DATA FOR PROCESSING –

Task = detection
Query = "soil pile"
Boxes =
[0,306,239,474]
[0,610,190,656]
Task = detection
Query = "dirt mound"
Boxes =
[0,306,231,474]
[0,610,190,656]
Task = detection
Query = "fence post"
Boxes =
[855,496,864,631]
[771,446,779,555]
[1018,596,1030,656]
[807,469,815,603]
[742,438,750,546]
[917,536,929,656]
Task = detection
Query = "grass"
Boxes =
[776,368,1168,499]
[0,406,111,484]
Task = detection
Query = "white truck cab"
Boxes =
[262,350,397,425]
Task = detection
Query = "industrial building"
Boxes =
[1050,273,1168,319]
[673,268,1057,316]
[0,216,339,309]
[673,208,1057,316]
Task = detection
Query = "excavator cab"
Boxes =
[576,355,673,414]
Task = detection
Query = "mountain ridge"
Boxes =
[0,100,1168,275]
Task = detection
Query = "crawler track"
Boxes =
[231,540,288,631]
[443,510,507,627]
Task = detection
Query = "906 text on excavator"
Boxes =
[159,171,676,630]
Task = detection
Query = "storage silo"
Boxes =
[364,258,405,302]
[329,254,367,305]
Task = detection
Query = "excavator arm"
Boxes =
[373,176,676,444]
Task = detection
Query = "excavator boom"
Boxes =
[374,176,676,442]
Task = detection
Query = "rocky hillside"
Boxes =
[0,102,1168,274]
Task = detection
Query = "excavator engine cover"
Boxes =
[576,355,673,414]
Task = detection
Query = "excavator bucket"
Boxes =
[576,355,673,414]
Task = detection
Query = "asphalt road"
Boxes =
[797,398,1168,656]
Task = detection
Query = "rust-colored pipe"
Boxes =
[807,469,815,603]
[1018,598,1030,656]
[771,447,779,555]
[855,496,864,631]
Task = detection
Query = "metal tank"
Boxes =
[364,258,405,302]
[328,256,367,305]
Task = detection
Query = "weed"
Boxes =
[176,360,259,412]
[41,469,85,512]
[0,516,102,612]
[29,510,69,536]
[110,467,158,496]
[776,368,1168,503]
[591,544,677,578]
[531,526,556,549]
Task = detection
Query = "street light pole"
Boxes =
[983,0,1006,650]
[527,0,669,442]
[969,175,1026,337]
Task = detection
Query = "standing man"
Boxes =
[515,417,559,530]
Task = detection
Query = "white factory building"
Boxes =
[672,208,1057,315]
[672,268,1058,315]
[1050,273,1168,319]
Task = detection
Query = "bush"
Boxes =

EXERCISE OBJECTIVE –
Copy out the records above word for word, starting with the very first line and going on through the line with "[673,208,1057,316]", including both.

SOLUTION FOR THIS TASK –
Task = detection
Query = "soil pile"
Boxes =
[0,306,239,474]
[0,610,190,656]
Task = detection
Query = "dirt mound"
Boxes =
[0,306,231,474]
[0,610,190,656]
Task = detection
Query = "fence post"
Boxes =
[855,496,864,631]
[771,446,779,555]
[1018,596,1030,656]
[807,469,815,603]
[742,438,750,546]
[917,536,929,656]
Task = detection
Query = "grass"
Boxes =
[776,368,1168,499]
[0,406,111,484]
Task = detection
Query = "white truck cab"
Boxes =
[262,350,397,425]
Task = detection
Query = "industrial building"
Boxes =
[1050,273,1168,319]
[673,268,1057,316]
[0,216,339,309]
[673,208,1057,316]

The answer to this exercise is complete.